STATED PROBLEM: Render the stretch from the line containing "Signal-phase audit: put a marker on every instance of the night" through the end of the records as a Markdown table with the columns Row and Line. Put each line of that stretch in its own numbered row, and leave out blank lines.

— START INFORMATION PROVIDED —

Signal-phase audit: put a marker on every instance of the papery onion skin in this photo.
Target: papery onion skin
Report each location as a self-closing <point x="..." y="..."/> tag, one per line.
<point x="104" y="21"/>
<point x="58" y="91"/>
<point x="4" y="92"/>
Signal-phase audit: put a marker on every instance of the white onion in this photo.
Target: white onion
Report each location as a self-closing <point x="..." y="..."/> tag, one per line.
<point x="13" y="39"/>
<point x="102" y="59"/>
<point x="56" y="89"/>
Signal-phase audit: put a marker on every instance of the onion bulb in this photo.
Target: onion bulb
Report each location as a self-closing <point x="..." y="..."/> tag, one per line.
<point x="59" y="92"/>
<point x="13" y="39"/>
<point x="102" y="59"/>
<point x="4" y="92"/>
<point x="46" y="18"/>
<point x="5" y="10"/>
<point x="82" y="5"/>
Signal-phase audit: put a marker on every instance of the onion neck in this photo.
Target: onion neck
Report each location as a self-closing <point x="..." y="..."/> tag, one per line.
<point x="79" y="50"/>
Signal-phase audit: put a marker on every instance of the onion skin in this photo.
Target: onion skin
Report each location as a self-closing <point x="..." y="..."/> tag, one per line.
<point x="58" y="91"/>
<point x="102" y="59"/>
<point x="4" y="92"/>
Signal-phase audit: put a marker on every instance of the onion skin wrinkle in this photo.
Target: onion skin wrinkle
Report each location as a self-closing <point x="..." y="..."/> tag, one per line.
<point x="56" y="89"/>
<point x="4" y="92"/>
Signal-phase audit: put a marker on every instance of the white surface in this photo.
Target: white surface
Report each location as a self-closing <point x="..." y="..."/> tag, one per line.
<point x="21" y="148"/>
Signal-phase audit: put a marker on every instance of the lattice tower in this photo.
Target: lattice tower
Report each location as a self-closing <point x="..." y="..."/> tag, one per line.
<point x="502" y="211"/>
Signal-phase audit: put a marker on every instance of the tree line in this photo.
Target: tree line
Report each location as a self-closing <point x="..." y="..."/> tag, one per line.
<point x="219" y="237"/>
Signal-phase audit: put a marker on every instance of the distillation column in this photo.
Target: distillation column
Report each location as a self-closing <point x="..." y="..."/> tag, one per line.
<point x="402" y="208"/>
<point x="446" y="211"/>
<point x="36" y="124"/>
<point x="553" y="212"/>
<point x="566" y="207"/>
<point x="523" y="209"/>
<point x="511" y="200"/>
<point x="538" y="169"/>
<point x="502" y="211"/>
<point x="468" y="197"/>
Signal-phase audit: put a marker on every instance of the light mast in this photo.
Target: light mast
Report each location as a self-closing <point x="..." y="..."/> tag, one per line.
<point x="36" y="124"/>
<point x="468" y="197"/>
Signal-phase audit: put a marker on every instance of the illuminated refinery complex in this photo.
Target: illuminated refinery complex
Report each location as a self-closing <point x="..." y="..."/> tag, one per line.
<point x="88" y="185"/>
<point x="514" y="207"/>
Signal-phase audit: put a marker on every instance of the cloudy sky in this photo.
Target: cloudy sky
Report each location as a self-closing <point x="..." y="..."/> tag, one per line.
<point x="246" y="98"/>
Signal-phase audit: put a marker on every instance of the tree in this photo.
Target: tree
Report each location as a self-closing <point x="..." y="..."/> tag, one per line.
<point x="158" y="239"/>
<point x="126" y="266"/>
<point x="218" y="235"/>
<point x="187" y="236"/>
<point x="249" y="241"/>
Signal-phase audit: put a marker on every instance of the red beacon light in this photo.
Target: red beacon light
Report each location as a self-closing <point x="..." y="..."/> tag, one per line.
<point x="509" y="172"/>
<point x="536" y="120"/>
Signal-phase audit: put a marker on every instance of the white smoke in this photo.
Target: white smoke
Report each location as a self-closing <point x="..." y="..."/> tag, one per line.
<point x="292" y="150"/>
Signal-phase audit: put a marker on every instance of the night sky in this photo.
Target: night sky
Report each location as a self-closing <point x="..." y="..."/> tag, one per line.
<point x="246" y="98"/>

— END INFORMATION PROVIDED —

CORRECT RESULT:
| Row | Line |
|---|---|
| 1 | Signal-phase audit: put a marker on every instance of the night sky in this photo. |
| 2 | Target: night sky |
| 3 | Report each location as a self-closing <point x="..." y="..."/> tag, one per line. |
| 4 | <point x="246" y="98"/> |